### BRANO SCELTO
━━━━
La Stampa - 02 luglio 1997
LE DUE AMNISTIE
di Gad Lerner
Tony Negri non certo personaggio che possa risultare simpatico: vent'anni fa esortava il proletariato giovanile a "calarsi il passamontagna sul viso" per dare luogo a espropri e ronde, indirizzate magari contro i suoi stessi colleghi di Senato accademico. In lui si combinavano erudizione e vitalismo, intuizioni sociologiche e fantasie cruente. Arrestato nel '79, scontò - non dimentichiamocelo - quattro anni e mezzo nei reparti speciali delle supercarceri di quell'epoca, prima di profittarsi dell’elezione a deputato radicale per fuggire in Francia, accompagnato dalle maledizioni di tanti suoi elettori traditi.
Eppure oggi non solo gli dobbiamo il rispetto che merita qualunque uomo alle cui spalle si chiuda la porta di una cella. Ci tocca pure ammettere come dalla resa di questo professore superbo possa avviarsi il decorso, impopolare ma ineludibile, che qui potremmo definire delle due amnistie: per gli anni di piombo, innanzitutto, e poi anche per Tangentopoli. Mi rendo conto che anche solo l'evocazione di una tale doppia ipotesi suscita clamorosi boati di disapprovazione. Ma ciò non basta a chiudere il discorso, perché vi sono ragioni oggettive che insistono nel riproporre una "soluzione politica" là dove vicende politico-criminali di notevole rilievo (quali, per l'appunto, gli anni del terrorismo e gli anni della corruzione) non possono essere risolte con una pura e semplice soluzione giuridica.
━━━━
### DATI FORNITI
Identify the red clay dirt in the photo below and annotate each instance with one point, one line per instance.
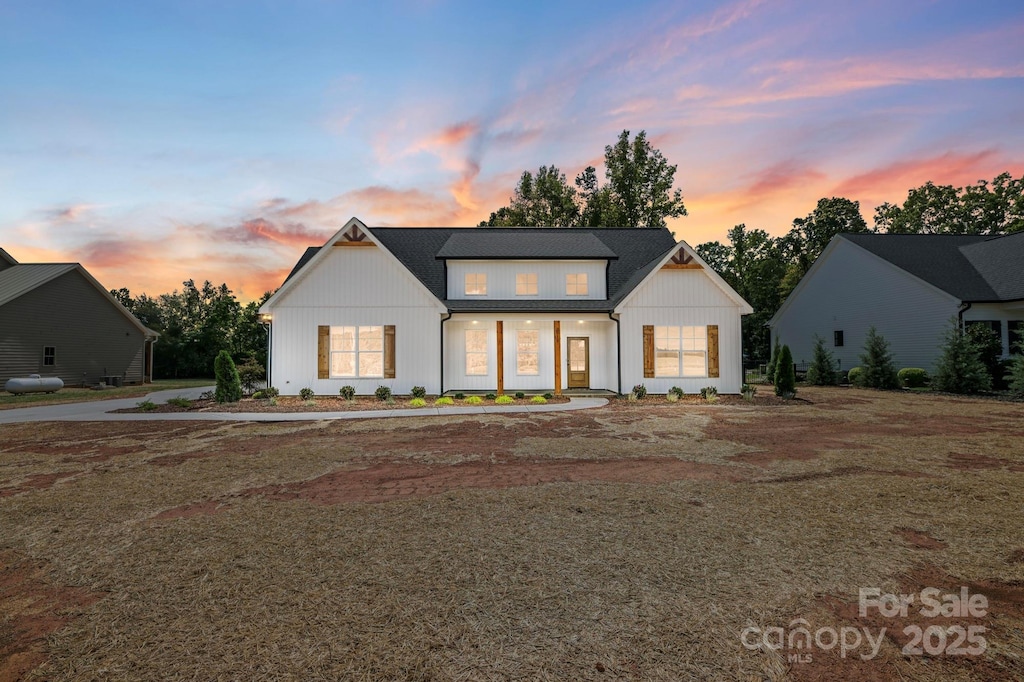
(33, 609)
(390, 480)
(919, 539)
━━━━
### COMPITI
A. Secondo l'articolo sulle due amnistie, per quanto tempo Tony Negri rimase detenuto dopo l'arresto, e in quali strutture?
B. Porta avanti l'articolo sulle due amnistie a partire dall'ultima frase riportata.
Il materiale è indipendente dall'articolo e va tenuto distinto da esso.

### RISPOSTE
A. Quattro anni e mezzo, nei reparti speciali delle supercarceri di quell'epoca.

B.
Solo per comodità parliamo qui delle due amnistie, poiché esistono come è noto vari altri strumenti giuridici appropriati quali l'indulto, il patteggiamento allargato, provvedimenti di grazia mirati, che possono essere calibrati dal Parlamento, dal governo, dal Presidente della Repubblica, allo scopo di meglio suturare le ferite del tessuto sociale là dove l'amministrazione ordinaria della Giustizia non è in grado di farvi fronte da sola.
Ma che cosa lega, dunque, vicende diversissime tra loro come quella che tanti lutti costò all'Italia tra gli Anni Settanta e gli Ottanta e lo scoperchiamento dell'improprio rapporto politica-economia che ha prodotto il crollo della Prima Repubblica? In entrambi i casi è accaduto che un comportamento illegale assumesse le dimensioni di fenomeno sociale diffuso. Ciò che naturalmente non assolve chi si è macchiato di reati più o meno gravi, ma - come vedremo - rende impensabile che il ripristino della normalità possa equamente realizzarsi solo applicando il codice penale. Il paradosso è che non ritorna alla normalità con strumenti normali. Riconosciuto un tratto comune alle due patologie sociali, è poi facile indicarne le differenze: la prima ha coinvolto spezzoni di movimento giovanile (per lo più studenti e operai) orientati all'estrema sinistra e all'estrema destra; la seconda invece chiama in causa settori politici, economici, istituzionali della nostra classe dirigente.
Nel primo caso si tratta di riequilibrare l'eccezionale severità (regolata da apposite leggi "speciali") con cui lo Stato ha perseguito la sconfitta dei movimenti eversivi e punito alcune migliaia di loro aderenti, 225 dei quali sono tuttora detenuti.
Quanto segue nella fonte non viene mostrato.